The color force field (CFF) can be used to measure chemical complementarity, and to refine shape-based superpositions based on chemical similarity. The CFF is composed of SMARTS rules that determine chemical centers plus rules to determine how such centers interact. In addition to the built-in color force fields, there are several methods for user-defined force fields.

User-defined interactions

As a step toward writing a complete color force field, it is possible to combine built-in rules for color atom assignment with user defined interactions. A new OEColorForceField object can be created using one of the built-in types, then the interactions can be cleared using OEColorForceField.ClearInteractions and subsequent user interactions added with OEColorForceField.AddInteraction.

For example, to use the ImplicitMillsDean atom typing rules, but to only consider donor-donor and acceptor-acceptor interactions, one can use the following:

Listing 5: Using ImplicitMillsDean with user interactions.

#!/usr/bin/env python
#############################################################################
#  Copyright (C) 2005-2014 OpenEye Scientific Software, Inc.
#############################################################################
from __future__ import print_function

from openeye.oechem import *
from openeye.oeshape import *


def main(argv=[__name__]):
    if len(argv) != 3:
        OEThrow.Usage("%s <reffile> <overlayfile>" % argv[0])

    reffs = oemolistream(argv[1])
    fitfs = oemolistream(argv[2])

    refmol = OEGraphMol()
    OEReadMolecule(reffs, refmol)

    cff = OEColorForceField()
    cff.Init(OEColorFFType_ImplicitMillsDean)
    cff.ClearInteractions()
    donorType = cff.GetType("donor")
    accepType = cff.GetType("acceptor")
    cff.AddInteraction(donorType, donorType, "gaussian", -1.0, 1.0)
    cff.AddInteraction(accepType, accepType, "gaussian", -1.0, 1.0)

    ov = OEColorOverlap()
    ov.SetColorForceField(cff)
    ov.SetRefMol(refmol)

    print("Ref. Title: %s Self color: %.3f" %
          (refmol.GetTitle(), ov.GetSelfColor()))

    res = OEColorResults()
    for fitmol in fitfs.GetOEGraphMols():
        ov.ColorScore(fitmol, res)
        print("Fit Title: %s  Color Tanimoto: %.2f" %
              (fitmol.GetTitle(), res.GetTanimoto()))

if __name__ == "__main__":
    import sys
    sys.exit(main(sys.argv))

Writing color force field files (CFF)

As an alternative to the built-in force fields, the user can define a new color force field using the format described in this section.

The following is a simplified example of a color force field specification.

* * * *

Rewrite the stretch of the color force field text from "reffs = oemolistream(argv[1])" through "cff = OEColorForceField()", changing "refmol" to "queryMol" throughout.

* **Recorded information**:
* * * *

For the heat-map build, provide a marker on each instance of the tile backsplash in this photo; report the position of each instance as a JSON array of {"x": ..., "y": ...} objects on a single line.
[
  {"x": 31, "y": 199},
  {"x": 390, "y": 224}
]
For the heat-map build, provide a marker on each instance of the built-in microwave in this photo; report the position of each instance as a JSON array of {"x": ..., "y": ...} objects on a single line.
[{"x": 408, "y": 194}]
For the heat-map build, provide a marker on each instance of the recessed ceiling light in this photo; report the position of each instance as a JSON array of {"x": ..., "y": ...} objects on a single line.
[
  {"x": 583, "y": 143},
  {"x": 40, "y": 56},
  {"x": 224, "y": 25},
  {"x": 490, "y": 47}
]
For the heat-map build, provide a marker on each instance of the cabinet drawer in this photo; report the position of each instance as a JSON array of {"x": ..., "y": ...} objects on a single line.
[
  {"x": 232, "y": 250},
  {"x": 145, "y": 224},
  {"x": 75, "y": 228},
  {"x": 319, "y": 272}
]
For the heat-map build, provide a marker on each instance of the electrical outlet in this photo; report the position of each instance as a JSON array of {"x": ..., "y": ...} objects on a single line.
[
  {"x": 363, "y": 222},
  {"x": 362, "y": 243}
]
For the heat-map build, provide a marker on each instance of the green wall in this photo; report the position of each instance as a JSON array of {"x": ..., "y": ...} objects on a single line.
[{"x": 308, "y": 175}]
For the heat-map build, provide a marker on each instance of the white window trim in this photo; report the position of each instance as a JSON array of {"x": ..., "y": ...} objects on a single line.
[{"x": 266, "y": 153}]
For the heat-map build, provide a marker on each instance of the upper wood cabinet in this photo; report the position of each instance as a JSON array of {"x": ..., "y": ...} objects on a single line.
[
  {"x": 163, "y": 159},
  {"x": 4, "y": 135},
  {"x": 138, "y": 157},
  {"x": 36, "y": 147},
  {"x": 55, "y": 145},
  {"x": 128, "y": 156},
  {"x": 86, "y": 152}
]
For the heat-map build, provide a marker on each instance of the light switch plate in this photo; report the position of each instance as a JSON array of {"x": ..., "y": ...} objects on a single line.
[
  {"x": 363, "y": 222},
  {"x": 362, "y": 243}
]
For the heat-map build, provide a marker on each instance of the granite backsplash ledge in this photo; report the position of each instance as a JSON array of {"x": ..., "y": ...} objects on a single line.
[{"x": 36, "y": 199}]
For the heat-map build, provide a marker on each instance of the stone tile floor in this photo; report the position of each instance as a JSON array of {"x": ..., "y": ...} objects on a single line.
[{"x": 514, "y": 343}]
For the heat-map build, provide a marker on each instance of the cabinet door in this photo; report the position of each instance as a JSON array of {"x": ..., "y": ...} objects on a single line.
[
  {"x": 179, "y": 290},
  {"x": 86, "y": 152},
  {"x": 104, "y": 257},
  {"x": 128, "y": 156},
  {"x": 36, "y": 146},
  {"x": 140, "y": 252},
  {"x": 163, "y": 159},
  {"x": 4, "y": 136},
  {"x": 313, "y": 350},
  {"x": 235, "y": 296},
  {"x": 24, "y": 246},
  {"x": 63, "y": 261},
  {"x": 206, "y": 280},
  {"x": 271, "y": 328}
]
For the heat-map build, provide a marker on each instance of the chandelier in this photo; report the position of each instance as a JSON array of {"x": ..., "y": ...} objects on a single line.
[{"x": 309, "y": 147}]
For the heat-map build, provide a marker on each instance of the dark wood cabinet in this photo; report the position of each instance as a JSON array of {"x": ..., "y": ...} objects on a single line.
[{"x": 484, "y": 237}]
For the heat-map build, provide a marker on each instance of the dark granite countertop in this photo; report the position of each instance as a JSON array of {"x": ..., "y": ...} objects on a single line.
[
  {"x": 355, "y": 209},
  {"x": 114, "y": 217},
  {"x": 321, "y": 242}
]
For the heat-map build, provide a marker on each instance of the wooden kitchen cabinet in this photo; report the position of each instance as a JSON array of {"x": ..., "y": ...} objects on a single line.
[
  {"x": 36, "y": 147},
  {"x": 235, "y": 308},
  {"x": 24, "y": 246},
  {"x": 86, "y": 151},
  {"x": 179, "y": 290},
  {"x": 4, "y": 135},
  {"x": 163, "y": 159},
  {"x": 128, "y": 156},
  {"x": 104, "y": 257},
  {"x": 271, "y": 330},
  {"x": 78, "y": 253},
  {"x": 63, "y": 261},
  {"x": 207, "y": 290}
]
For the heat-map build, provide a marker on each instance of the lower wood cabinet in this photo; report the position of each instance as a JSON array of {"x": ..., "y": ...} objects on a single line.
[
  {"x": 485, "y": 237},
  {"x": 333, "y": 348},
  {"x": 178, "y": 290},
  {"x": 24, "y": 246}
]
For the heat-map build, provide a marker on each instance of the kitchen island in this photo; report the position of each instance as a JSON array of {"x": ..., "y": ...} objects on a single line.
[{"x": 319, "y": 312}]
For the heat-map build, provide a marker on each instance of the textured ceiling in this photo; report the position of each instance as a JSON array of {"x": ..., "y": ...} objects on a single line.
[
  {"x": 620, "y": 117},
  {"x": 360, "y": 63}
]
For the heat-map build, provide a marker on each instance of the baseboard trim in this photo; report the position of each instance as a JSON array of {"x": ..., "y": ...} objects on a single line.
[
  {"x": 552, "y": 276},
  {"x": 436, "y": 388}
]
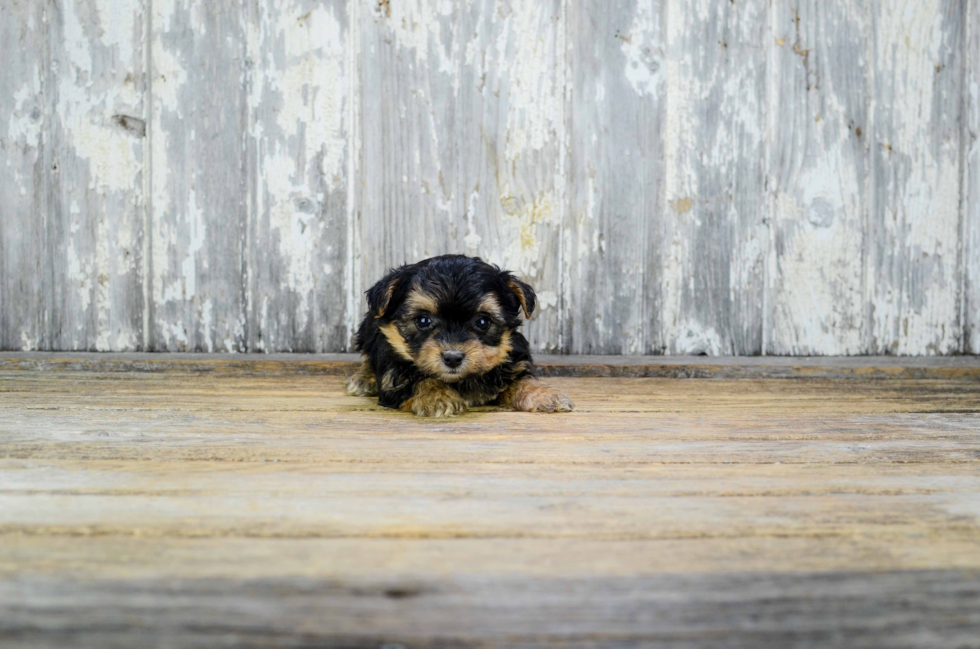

* * * *

* **Solution to the exercise**:
reffs = oemolistream(argv[1])
    fitfs = oemolistream(argv[2])

    queryMol = OEGraphMol()
    OEReadMolecule(reffs, queryMol)

    cff = OEColorForceField()